Aim: Put the lines of the listing below into a numbered list, omitting blank lines. Begin at the line that contains "Target: reclining male statue" and stop after the final line of the listing.

Records shown:

——

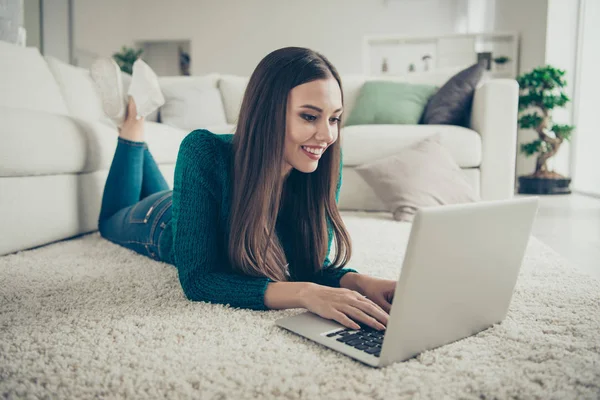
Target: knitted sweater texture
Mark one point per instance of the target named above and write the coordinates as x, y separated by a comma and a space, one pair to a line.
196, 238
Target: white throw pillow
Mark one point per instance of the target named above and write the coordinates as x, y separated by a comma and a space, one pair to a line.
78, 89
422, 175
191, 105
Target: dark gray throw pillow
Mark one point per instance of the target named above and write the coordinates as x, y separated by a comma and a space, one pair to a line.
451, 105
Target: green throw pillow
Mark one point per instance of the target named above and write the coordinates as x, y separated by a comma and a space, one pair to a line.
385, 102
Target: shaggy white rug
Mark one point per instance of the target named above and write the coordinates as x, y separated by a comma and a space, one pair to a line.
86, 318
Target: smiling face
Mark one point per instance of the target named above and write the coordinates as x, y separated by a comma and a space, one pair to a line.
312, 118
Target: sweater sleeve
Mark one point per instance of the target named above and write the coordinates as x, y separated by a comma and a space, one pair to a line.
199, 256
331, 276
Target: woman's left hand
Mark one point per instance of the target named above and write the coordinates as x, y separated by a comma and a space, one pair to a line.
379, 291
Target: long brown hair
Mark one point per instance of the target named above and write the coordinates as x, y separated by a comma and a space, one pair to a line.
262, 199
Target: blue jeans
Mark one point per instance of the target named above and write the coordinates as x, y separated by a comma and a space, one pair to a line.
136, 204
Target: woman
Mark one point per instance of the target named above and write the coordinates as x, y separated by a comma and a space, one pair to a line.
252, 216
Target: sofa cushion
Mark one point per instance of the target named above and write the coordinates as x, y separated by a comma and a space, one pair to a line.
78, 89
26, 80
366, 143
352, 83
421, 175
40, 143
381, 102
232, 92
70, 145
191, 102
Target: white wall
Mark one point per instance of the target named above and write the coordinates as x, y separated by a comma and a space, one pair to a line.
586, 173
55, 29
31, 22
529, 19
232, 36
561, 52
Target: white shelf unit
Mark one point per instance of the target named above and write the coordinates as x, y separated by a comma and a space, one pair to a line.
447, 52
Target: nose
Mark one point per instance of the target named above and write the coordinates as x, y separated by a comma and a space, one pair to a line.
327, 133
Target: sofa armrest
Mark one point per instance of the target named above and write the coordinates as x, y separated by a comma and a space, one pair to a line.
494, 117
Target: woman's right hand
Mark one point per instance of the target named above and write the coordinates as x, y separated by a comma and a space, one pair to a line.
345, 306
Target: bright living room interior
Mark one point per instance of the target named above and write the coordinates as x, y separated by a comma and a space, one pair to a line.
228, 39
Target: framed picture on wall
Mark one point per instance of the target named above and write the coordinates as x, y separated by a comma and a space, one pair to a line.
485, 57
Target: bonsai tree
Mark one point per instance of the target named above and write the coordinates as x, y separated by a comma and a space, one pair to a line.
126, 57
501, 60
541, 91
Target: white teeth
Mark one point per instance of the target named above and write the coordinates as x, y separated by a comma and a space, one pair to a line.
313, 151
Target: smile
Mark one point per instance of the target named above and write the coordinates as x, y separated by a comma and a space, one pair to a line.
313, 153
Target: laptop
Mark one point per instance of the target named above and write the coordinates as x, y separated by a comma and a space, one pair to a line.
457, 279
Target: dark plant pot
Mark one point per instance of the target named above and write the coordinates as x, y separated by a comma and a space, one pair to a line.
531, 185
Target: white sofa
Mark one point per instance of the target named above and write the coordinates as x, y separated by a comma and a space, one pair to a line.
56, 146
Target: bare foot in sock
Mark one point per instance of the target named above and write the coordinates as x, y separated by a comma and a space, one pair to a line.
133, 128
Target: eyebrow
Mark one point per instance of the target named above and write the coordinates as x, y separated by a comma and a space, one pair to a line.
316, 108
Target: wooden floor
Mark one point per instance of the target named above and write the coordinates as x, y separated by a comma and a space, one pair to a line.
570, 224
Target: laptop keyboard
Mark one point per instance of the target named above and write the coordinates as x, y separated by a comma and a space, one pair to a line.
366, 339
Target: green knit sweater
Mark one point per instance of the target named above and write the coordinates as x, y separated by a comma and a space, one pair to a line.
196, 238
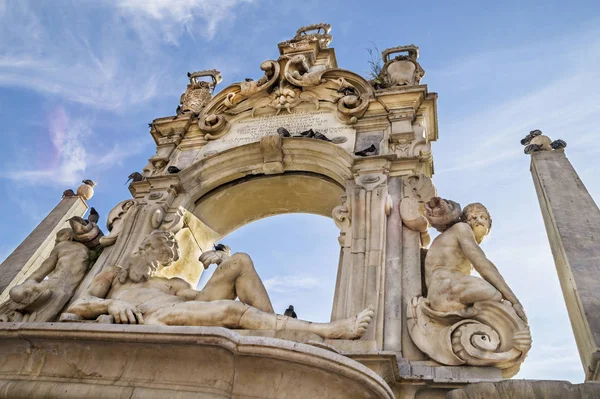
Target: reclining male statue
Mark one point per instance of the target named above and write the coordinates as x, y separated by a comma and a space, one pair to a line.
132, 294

——

Task solution:
1. Target: reclining male statue
2. Mark one point per instance of the target named above and write the coordinates as x, y separated by a comma and a space, one pair to a line.
3. 132, 294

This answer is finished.